## Problem description
Copy out, word for word, the lines between the one containing "TARGET: wooden wall panel" and the one containing "[(359, 59)]", including both of those lines.

***** The records *****

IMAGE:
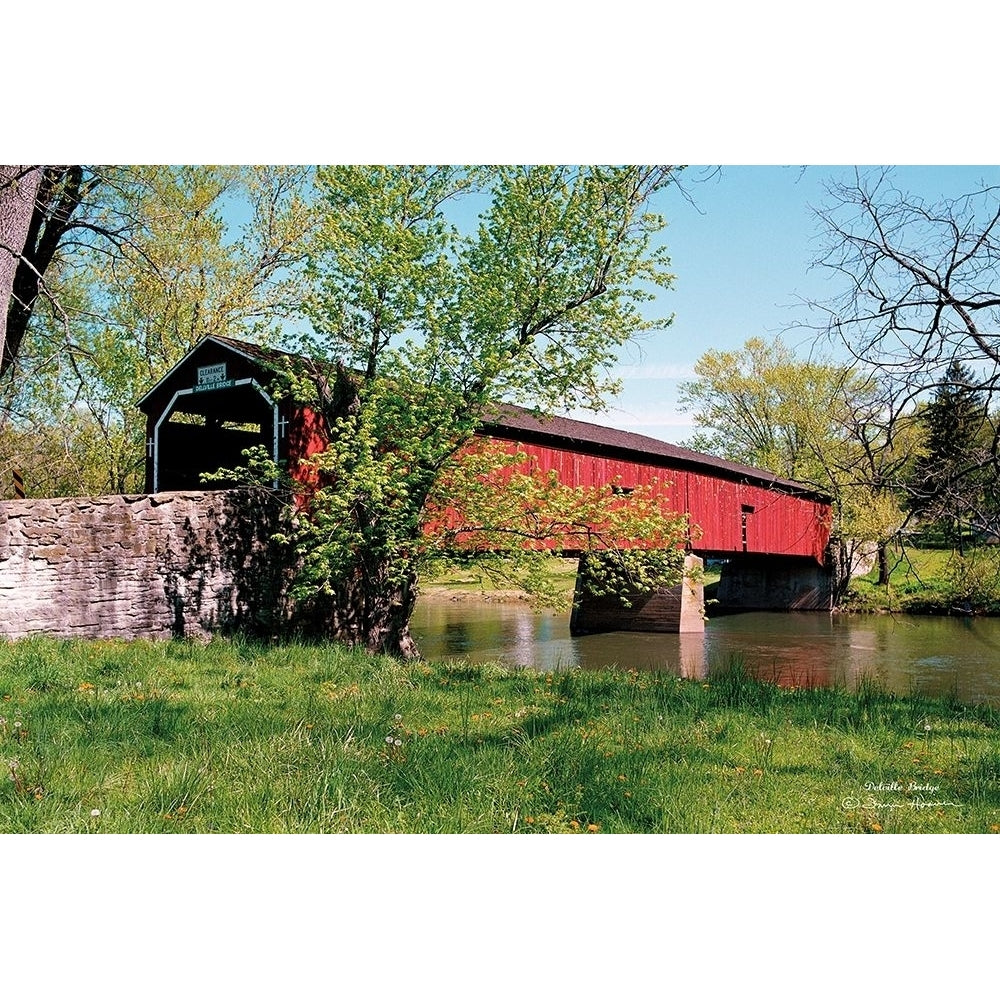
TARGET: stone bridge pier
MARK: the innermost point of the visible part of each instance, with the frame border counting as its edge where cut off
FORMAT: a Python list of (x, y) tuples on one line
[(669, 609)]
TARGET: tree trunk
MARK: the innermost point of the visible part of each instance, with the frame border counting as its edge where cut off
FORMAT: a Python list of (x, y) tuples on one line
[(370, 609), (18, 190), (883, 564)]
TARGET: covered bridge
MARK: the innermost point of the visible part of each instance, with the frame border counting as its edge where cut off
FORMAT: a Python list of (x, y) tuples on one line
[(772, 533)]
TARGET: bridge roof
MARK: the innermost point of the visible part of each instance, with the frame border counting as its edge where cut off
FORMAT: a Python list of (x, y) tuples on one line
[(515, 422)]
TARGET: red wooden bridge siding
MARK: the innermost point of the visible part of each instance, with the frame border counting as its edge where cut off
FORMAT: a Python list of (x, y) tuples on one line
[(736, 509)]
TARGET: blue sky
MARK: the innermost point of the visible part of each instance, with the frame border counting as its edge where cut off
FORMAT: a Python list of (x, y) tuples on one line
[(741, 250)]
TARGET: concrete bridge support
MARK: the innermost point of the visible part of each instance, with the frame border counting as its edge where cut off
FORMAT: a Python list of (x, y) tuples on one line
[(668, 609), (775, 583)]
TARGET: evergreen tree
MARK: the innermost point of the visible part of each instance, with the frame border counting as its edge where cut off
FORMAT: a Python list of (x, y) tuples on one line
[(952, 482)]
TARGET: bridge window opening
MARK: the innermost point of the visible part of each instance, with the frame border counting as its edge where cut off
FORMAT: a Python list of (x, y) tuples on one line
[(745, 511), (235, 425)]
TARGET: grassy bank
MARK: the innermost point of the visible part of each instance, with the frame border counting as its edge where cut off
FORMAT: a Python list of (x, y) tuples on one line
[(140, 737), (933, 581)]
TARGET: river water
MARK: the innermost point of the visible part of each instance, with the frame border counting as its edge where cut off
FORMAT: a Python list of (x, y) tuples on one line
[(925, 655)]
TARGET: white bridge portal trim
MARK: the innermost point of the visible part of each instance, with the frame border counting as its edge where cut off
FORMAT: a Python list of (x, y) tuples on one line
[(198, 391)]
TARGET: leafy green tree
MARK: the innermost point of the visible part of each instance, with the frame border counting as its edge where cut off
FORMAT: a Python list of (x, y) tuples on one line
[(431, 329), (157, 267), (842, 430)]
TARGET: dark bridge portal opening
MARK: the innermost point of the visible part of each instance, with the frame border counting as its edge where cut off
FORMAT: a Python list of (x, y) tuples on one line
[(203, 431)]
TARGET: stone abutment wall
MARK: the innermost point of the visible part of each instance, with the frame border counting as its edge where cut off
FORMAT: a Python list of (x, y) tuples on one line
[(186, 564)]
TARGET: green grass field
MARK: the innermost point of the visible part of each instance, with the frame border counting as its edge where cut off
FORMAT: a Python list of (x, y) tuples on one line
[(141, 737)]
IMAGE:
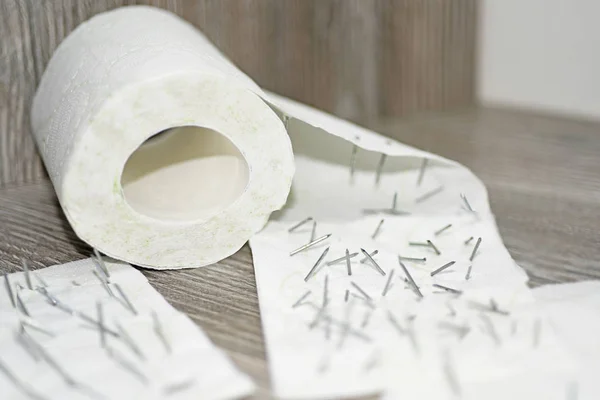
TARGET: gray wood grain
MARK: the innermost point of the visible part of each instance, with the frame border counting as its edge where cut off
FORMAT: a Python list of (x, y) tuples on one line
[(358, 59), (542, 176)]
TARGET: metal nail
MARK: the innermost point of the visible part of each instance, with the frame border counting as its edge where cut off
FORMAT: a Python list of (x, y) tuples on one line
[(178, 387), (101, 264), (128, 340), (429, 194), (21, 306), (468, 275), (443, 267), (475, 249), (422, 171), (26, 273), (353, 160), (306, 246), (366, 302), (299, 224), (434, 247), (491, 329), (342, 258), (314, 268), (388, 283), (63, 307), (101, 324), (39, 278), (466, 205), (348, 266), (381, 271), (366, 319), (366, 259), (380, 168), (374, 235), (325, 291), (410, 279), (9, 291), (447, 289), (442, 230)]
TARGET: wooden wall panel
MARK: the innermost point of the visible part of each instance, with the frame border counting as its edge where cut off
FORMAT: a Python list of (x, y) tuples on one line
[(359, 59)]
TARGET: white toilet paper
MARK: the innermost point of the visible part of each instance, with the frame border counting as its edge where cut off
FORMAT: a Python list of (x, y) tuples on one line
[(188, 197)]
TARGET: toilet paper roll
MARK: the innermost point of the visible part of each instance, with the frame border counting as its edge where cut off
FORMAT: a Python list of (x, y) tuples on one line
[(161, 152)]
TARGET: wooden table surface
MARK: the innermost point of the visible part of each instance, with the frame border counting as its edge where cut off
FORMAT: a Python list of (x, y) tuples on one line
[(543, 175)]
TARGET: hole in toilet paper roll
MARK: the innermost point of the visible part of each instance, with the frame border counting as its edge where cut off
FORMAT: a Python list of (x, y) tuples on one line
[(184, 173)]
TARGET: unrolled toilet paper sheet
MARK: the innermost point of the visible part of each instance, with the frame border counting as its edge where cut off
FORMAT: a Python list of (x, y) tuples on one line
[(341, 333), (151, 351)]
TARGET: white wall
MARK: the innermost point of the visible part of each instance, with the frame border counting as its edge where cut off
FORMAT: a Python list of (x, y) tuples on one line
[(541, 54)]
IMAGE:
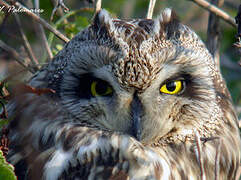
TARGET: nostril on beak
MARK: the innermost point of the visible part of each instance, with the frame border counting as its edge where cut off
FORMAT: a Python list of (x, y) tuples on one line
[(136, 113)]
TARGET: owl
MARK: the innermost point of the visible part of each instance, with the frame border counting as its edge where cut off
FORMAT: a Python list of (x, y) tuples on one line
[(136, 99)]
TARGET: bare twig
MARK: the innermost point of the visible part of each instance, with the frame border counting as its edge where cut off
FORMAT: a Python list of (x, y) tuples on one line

*****
***** The records *****

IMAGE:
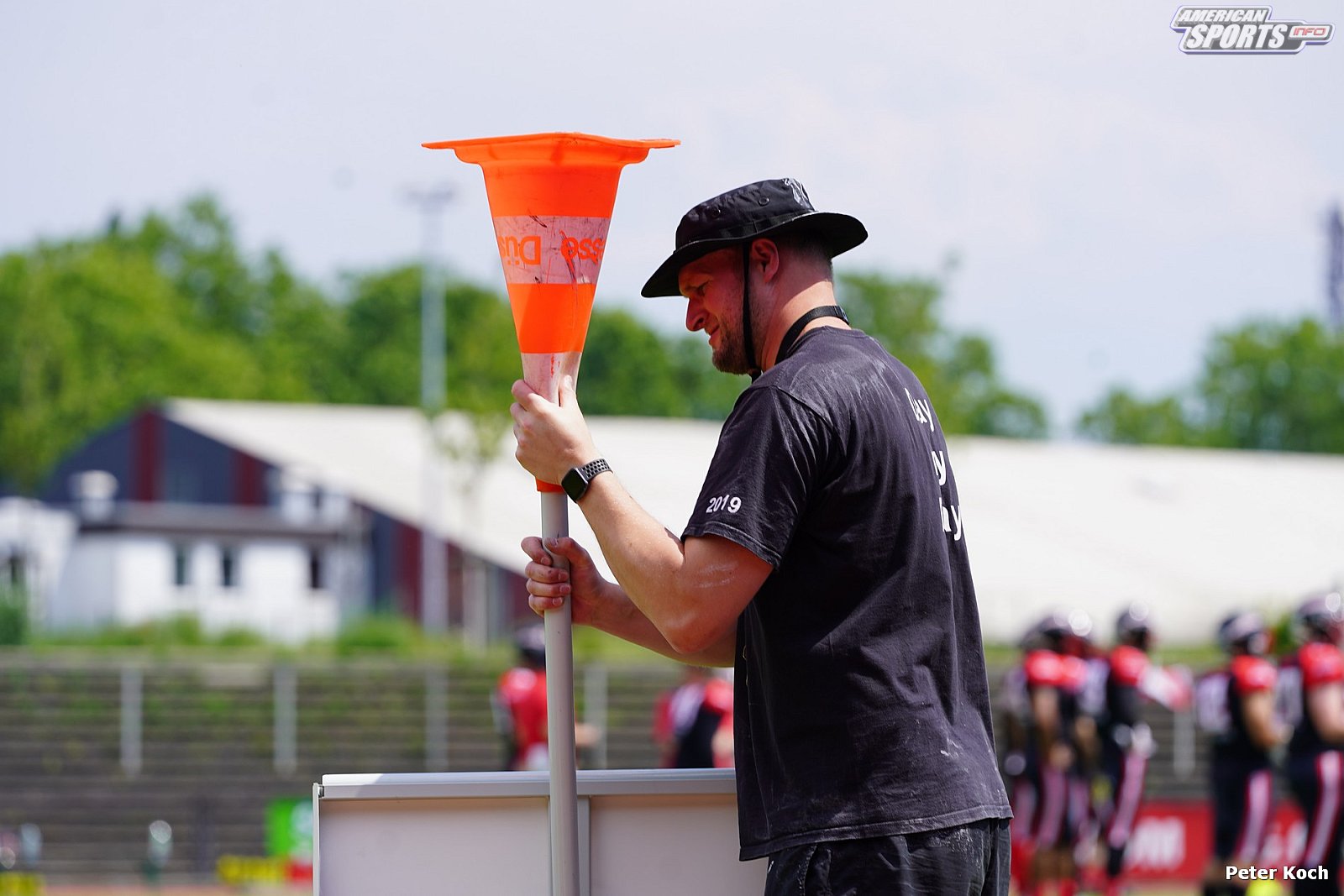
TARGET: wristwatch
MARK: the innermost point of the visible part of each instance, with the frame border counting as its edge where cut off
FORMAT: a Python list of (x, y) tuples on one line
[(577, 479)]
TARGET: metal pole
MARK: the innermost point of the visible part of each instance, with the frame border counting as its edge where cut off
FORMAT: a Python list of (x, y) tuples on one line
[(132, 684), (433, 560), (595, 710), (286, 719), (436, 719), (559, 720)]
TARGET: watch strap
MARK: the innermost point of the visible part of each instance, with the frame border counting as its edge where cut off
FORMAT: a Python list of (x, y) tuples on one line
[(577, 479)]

*****

## Task answer
TARGET: wooden wall panel
MARK: the innermost point of the visible part of each instance, with the frame border counting as its edge where cut off
FORMAT: a Python list of (x, y) tuples on one line
[(359, 59)]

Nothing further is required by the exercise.